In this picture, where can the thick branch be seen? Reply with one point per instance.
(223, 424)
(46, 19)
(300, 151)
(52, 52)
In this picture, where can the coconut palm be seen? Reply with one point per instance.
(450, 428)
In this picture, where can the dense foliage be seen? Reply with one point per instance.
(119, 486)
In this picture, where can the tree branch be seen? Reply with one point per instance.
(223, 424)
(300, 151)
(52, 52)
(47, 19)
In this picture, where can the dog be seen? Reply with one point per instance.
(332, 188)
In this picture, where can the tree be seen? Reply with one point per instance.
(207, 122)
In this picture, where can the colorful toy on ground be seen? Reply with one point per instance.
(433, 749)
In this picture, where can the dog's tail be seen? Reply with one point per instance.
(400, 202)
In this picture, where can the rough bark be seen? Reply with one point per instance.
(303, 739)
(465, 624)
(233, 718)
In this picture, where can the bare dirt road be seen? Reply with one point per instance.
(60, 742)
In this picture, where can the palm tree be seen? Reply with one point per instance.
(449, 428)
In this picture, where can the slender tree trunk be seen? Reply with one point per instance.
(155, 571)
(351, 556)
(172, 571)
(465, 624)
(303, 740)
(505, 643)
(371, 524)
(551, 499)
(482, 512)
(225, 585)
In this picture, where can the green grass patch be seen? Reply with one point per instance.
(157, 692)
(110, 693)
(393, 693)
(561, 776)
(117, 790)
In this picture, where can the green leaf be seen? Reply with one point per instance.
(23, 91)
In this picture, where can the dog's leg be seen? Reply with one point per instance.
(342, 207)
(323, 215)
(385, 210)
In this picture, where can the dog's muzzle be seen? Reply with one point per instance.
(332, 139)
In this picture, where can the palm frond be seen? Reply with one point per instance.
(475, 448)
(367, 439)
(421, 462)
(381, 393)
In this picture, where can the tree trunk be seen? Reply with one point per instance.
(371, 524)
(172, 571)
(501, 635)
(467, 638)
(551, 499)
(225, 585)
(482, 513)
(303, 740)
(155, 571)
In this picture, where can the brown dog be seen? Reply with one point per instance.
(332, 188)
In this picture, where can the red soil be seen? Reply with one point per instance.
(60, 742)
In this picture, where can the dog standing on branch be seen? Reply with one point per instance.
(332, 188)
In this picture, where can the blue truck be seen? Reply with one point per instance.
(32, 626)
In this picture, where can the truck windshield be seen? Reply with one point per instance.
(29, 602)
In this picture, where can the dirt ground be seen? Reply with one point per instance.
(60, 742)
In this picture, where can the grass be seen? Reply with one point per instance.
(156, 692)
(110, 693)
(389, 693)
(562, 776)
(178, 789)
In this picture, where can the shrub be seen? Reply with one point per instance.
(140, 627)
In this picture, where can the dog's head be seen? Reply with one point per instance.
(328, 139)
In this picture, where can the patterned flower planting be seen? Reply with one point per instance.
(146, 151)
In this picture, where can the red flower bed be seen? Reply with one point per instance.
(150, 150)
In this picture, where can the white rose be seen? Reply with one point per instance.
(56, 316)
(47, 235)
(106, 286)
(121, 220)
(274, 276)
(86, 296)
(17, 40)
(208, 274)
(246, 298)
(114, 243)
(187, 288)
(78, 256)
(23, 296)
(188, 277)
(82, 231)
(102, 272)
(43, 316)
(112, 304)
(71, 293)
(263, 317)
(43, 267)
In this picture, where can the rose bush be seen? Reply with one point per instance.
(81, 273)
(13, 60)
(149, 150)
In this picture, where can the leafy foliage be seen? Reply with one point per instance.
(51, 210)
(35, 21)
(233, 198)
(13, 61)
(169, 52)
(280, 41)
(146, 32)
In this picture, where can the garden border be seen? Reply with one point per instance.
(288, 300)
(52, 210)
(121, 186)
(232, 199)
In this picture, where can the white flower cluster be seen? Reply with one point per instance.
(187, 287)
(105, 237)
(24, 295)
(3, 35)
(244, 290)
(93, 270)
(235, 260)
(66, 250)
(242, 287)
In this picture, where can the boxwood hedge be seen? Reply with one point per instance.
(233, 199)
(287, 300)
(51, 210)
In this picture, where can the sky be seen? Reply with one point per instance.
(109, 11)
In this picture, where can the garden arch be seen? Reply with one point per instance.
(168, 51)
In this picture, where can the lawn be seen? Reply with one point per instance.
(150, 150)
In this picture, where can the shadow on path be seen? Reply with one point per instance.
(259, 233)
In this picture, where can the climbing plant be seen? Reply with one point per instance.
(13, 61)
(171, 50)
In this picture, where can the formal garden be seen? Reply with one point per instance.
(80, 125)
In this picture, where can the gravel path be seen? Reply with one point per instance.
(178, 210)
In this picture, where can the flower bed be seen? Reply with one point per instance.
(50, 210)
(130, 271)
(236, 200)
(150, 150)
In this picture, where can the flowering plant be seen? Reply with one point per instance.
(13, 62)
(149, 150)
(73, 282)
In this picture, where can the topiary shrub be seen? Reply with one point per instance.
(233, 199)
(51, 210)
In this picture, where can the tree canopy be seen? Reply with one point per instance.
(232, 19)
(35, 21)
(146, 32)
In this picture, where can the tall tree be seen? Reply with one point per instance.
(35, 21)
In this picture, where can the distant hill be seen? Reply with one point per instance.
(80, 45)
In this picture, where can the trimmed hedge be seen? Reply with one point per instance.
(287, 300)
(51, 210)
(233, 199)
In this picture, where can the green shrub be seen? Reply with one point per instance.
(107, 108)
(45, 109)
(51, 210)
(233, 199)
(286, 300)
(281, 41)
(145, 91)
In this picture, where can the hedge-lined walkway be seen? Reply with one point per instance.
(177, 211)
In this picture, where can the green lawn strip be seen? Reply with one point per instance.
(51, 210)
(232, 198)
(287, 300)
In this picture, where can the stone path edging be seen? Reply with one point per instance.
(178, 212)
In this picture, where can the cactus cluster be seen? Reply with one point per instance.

· · · · ·

- Your objective:
Rewrite all of the rows above, switching every "instance" to "occurrence" and keeping everything else unchanged.

- Exercise result:
In this picture, where can the thick branch be seen? Reply with one point per occurrence.
(223, 424)
(46, 19)
(300, 151)
(52, 52)
In this picture, where can the coconut palm be seen? Reply with one point per occurrence.
(450, 428)
In this picture, where can the dense foliage be seen? Reply with one point per occurrence.
(119, 486)
In this picture, where can the tree branch be seen? Reply with one point per occurrence.
(223, 424)
(300, 151)
(52, 52)
(47, 19)
In this picture, where can the dog be seen? Reply with one point per occurrence.
(332, 188)
In this picture, where can the tree be seen? Reply with one point per occurrence.
(207, 122)
In this picture, where can the colorful toy on ground be seen? Reply with one point per occurrence.
(433, 749)
In this picture, where can the dog's tail be seen? Reply with one point per occurrence.
(400, 202)
In this picture, where can the rough bark be seen? Reply with one point per occurrence.
(303, 739)
(465, 624)
(233, 718)
In this picture, where can the bare dirt road be seen? Reply with one point per occurrence.
(60, 742)
In this picture, where can the palm tree be seen? Reply with one point per occurrence.
(449, 428)
In this picture, where can the slender tree trunk be seen? Reply with one point per occurrence.
(155, 571)
(351, 556)
(172, 571)
(465, 624)
(303, 740)
(505, 643)
(371, 524)
(551, 499)
(482, 512)
(225, 585)
In this picture, where can the green grass patch be seen? Reply with one point per occurrence.
(157, 692)
(110, 693)
(393, 693)
(561, 776)
(117, 790)
In this picture, where can the green leaf be seen? Reply with one point per occurrence.
(23, 91)
In this picture, where can the dog's leg be seen? Reply with one point per occurrence.
(342, 207)
(323, 215)
(385, 210)
In this picture, where can the dog's muzzle be seen? Reply with one point per occurrence.
(332, 139)
In this picture, where can the palm frond be seen? Reply with one point per occurrence.
(475, 448)
(367, 439)
(421, 462)
(381, 393)
In this picture, where can the tree trunk be seen? Reply with one point per occurrence.
(371, 524)
(172, 571)
(501, 635)
(467, 638)
(551, 499)
(225, 585)
(482, 513)
(303, 740)
(155, 571)
In this picture, where can the brown dog be seen? Reply with one point per occurrence.
(332, 188)
In this picture, where can the red soil be seen? Reply with one point per occurrence.
(60, 742)
In this picture, where can the dog standing on branch be seen? Reply with one point per occurrence.
(332, 188)
In this picture, where can the blue truck be seen? Reply with one point per occurrence.
(32, 626)
In this picture, where can the truck windshield be seen? Reply with one point per occurrence.
(29, 602)
In this picture, where can the dirt ground be seen? Reply with one point per occurrence.
(60, 742)
In this picture, where can the grass be seen? Reply with one point per occurrence.
(156, 692)
(110, 693)
(389, 693)
(562, 776)
(178, 789)
In this picture, where can the shrub be seen? Reply with one point per occurrence.
(140, 627)
In this picture, where can the dog's head be seen? Reply with one point per occurrence.
(328, 139)
In this picture, where can the patterned flower planting be seen? Reply with one point per occurrence.
(146, 151)
In this picture, where can the red flower bed be seen? Reply with one point per occurrence.
(150, 150)
In this picture, where can the white rose be seen? Reply with one point per occurrence.
(56, 316)
(47, 235)
(106, 286)
(121, 220)
(274, 276)
(86, 296)
(17, 40)
(208, 274)
(246, 298)
(114, 243)
(187, 288)
(78, 256)
(23, 296)
(188, 277)
(82, 231)
(102, 272)
(43, 316)
(112, 304)
(71, 293)
(263, 317)
(43, 267)
In this picture, where can the rose bush be seen? Reply with one point per occurrence.
(81, 273)
(13, 60)
(149, 150)
In this picture, where can the leafy foliage be seen? Reply with one point per occurrence.
(51, 210)
(35, 21)
(233, 198)
(13, 61)
(169, 52)
(280, 41)
(146, 32)
In this picture, where can the garden border be seen? Reply with one point per occurrence.
(288, 300)
(52, 210)
(121, 186)
(232, 199)
In this picture, where can the white flower cluster be seen? Reply with one point per occurrence.
(187, 287)
(105, 237)
(24, 295)
(3, 35)
(244, 290)
(93, 270)
(235, 260)
(66, 250)
(242, 287)
In this picture, where can the boxwood hedge be seen? Reply with one point per occurrence.
(233, 199)
(287, 300)
(51, 210)
In this picture, where can the sky be seen? Reply with one point per occurrence.
(109, 11)
In this picture, where can the garden arch be seen? Reply with one point per occurrence.
(168, 51)
In this picture, where can the lawn be seen? Reply with one point per occurrence.
(150, 150)
In this picture, where can the shadow on path be seen? Reply with one point per occurrence.
(259, 233)
In this picture, where can the climbing plant be seen? Reply with one point per occurrence.
(13, 61)
(171, 50)
In this picture, where can the formal garden be seen? Reply with one point per occurrence.
(80, 125)
In this picture, where can the gravel path be seen? Reply with one point per occurrence.
(178, 210)
In this picture, where can the flower bed be seen? Reply with one point per occurrence.
(50, 210)
(130, 271)
(236, 200)
(150, 150)
In this picture, where can the flowering plant be seen? Reply with one point per occurrence.
(13, 62)
(149, 150)
(73, 282)
In this picture, where can the topiary shrub be seen? Reply with one point per occurrence.
(233, 199)
(51, 210)
In this picture, where can the tree canopy be seen? Reply with one point per occurrence.
(232, 19)
(35, 21)
(146, 32)
In this picture, where can the tall tree be seen? Reply with one point per occurrence.
(35, 21)
In this picture, where can the distant hill be seen? Reply with one point per occurrence.
(80, 45)
In this picture, where can the trimmed hedge be seen? Reply with one point per occurrence.
(287, 300)
(51, 210)
(233, 199)
In this picture, where can the green shrub be seen? Reply with one point per occurrence.
(107, 108)
(45, 109)
(51, 210)
(233, 199)
(286, 300)
(281, 41)
(145, 91)
In this picture, where can the hedge-lined walkway be seen? Reply with one point per occurrence.
(177, 211)
In this picture, where can the green lawn strip be seen? Reply with one point per occurrence.
(51, 210)
(232, 198)
(287, 300)
In this picture, where can the stone path edging be seen? Reply with one point per occurrence.
(178, 212)
In this picture, where can the cactus cluster be seen? Reply with one point per occurrence.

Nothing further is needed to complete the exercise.